> _Objectives_:
**A.** In the forum thread about the creepiest kids cartoon, what 1985 production does Dr Morbius say the clip comes from?
**B.** Write the next part of the forum thread about the creepiest kids cartoon, picking up where it stops.

> _Document segment_:

== == ==

# creepiest kids cartoon ever.



## Dr Morbius (Sep 21, 2004)

Surfing around Youtube, came across this. Very disturbing not sure it's made for kids but does anyone know what show this is from?


----------



## Terrormaster (Sep 27, 2007)

Disturbing as a kids film yes - but adults, I absolutely love it. Wicked!

-TM


----------



## Dr Morbius (Sep 21, 2004)

I found it..it's from "The Adventures of Mark Twain" 1985 in particular this is based on one of Twains stories "Diary of Adam and Eve"...Twisted guy Twain 'twas.


----------



## Terrormaster (Sep 27, 2007)

I've heard of that - wonder if my library has it... 

-TM


----------



## GothicCandle (Mar 26, 2007)

that is... realllllllly weird. cool!


----------



## tcarter (Aug 18, 2006)

the clay character style looks familiar. If it's what I think it was, it was quite popular in the 1980s. Same people who did the California raisin commercials for Hardees about that time.


----------



## Lilly (Jun 13, 2006)

that was strange....

he didnt have to kill the dog though


----------



## Otaku (Dec 3, 2004)

It's from a part of "The Mysterious Stranger", one of Twain's most cynical works.


----------



## sharpobject (May 7, 2008)

very impressive claymation.


----------



## marcus132 (Oct 18, 2007)

== == ==

> _Provided records_:
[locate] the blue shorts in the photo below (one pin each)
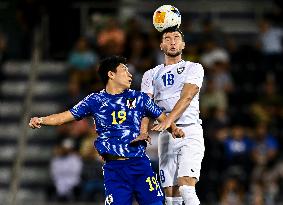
(126, 179)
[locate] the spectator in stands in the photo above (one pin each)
(268, 106)
(270, 44)
(66, 180)
(264, 152)
(238, 149)
(212, 98)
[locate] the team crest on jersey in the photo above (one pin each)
(109, 199)
(131, 103)
(180, 70)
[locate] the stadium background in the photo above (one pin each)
(48, 56)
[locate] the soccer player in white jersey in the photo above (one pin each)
(175, 87)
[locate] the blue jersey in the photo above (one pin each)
(118, 120)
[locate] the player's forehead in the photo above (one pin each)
(171, 34)
(122, 67)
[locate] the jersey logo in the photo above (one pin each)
(109, 199)
(180, 70)
(131, 103)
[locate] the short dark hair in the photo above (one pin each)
(109, 64)
(172, 29)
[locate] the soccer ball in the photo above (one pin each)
(166, 16)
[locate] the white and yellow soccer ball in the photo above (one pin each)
(166, 16)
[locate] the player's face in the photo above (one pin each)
(122, 76)
(172, 44)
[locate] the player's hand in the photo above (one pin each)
(162, 126)
(178, 133)
(35, 122)
(141, 137)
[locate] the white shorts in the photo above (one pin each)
(182, 156)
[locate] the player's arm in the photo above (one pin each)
(187, 95)
(146, 87)
(53, 120)
(172, 128)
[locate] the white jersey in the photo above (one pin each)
(165, 83)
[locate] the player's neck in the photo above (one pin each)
(172, 60)
(113, 90)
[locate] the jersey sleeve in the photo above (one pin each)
(147, 82)
(195, 75)
(82, 109)
(151, 109)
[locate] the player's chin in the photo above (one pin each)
(173, 53)
(128, 85)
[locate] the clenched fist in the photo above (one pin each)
(35, 122)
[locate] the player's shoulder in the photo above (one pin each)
(194, 67)
(193, 64)
(154, 70)
(136, 93)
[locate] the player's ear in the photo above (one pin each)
(183, 45)
(110, 74)
(161, 46)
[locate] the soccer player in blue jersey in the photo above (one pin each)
(118, 112)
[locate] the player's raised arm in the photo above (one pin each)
(53, 120)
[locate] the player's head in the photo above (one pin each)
(114, 70)
(172, 42)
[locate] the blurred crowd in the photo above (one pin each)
(240, 105)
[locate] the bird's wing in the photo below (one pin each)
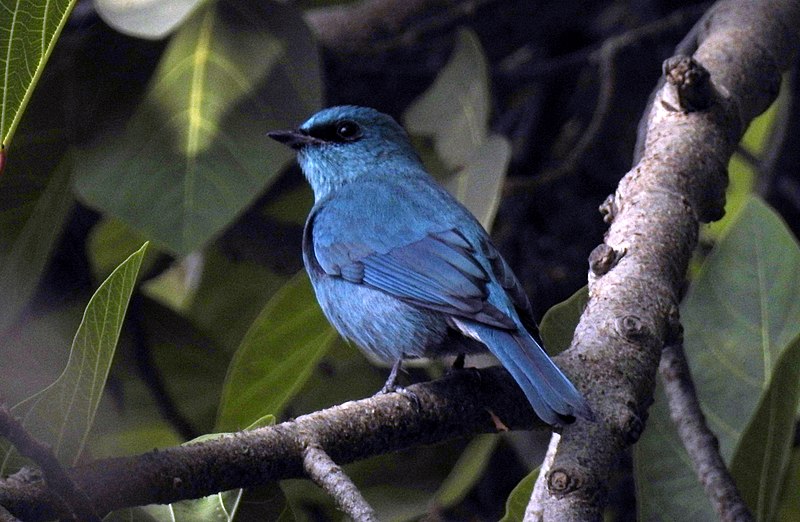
(439, 271)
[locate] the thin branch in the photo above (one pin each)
(535, 510)
(694, 123)
(71, 497)
(697, 438)
(330, 477)
(462, 403)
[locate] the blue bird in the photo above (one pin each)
(402, 269)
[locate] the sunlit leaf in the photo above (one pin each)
(28, 33)
(195, 153)
(467, 470)
(558, 324)
(145, 18)
(519, 498)
(276, 357)
(740, 316)
(62, 414)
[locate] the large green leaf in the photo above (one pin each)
(741, 317)
(276, 357)
(763, 453)
(28, 33)
(195, 153)
(62, 414)
(454, 112)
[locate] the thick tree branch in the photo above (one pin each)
(636, 275)
(332, 478)
(697, 438)
(463, 403)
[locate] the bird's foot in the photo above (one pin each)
(391, 386)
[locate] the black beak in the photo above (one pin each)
(295, 139)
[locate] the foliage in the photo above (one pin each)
(224, 333)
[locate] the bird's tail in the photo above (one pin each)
(553, 397)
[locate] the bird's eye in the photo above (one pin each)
(348, 130)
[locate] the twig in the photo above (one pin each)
(697, 438)
(462, 403)
(689, 134)
(606, 58)
(535, 510)
(330, 477)
(72, 498)
(5, 516)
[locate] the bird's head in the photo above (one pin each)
(340, 144)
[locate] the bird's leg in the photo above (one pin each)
(391, 384)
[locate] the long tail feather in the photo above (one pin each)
(553, 397)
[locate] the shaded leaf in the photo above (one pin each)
(467, 470)
(789, 508)
(558, 324)
(747, 290)
(764, 450)
(455, 109)
(195, 153)
(276, 357)
(145, 18)
(24, 257)
(478, 186)
(62, 414)
(230, 296)
(28, 33)
(520, 496)
(454, 113)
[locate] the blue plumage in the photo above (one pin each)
(400, 267)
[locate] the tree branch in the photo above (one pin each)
(463, 403)
(637, 274)
(330, 477)
(71, 498)
(697, 438)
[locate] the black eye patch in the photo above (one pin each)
(340, 131)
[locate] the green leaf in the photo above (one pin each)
(195, 153)
(28, 33)
(276, 357)
(478, 185)
(740, 316)
(455, 109)
(454, 112)
(467, 470)
(519, 498)
(558, 324)
(62, 414)
(230, 296)
(151, 19)
(764, 450)
(220, 507)
(24, 257)
(789, 509)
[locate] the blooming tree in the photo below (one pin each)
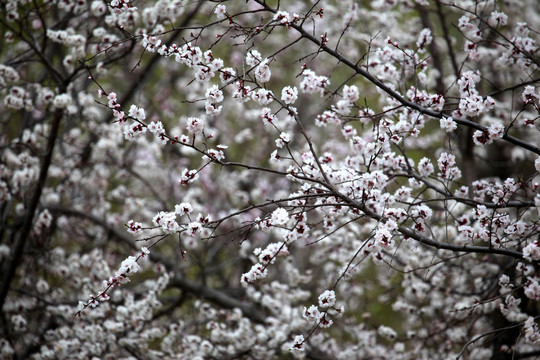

== == ==

> _Results by task_:
**A.** "The Adventures of Mark Twain"

**B.**
Dr Morbius said:


> I found it..it's from "The Adventures of Mark Twain" 1985 in particular this is based on one of Twains stories "Diary of Adam and Eve"...Twisted guy Twain 'twas.


You are correct, sir.

It's available on Netflix if anyone wants to check it out.


----------



## Dr Morbius (Sep 21, 2004)

Otaku said:


> It's from a part of "The Mysterious Stranger", one of Twain's most cynical works.


I stand corrected, thanks Otaku! Cynical....more like downright pessimistic if you ask me. I wonder if he was depressed alot. Not much on Twain history, but it's interesting.


----------



## Big Howlin (Jul 15, 2006)

Super creepy. Its things like this as a child that gave me nightmares. Similar to the Minotaur in the Last Unicorn or the Old Owl in Secret of the Nimh.


----------



## pyro (Oct 7, 2006)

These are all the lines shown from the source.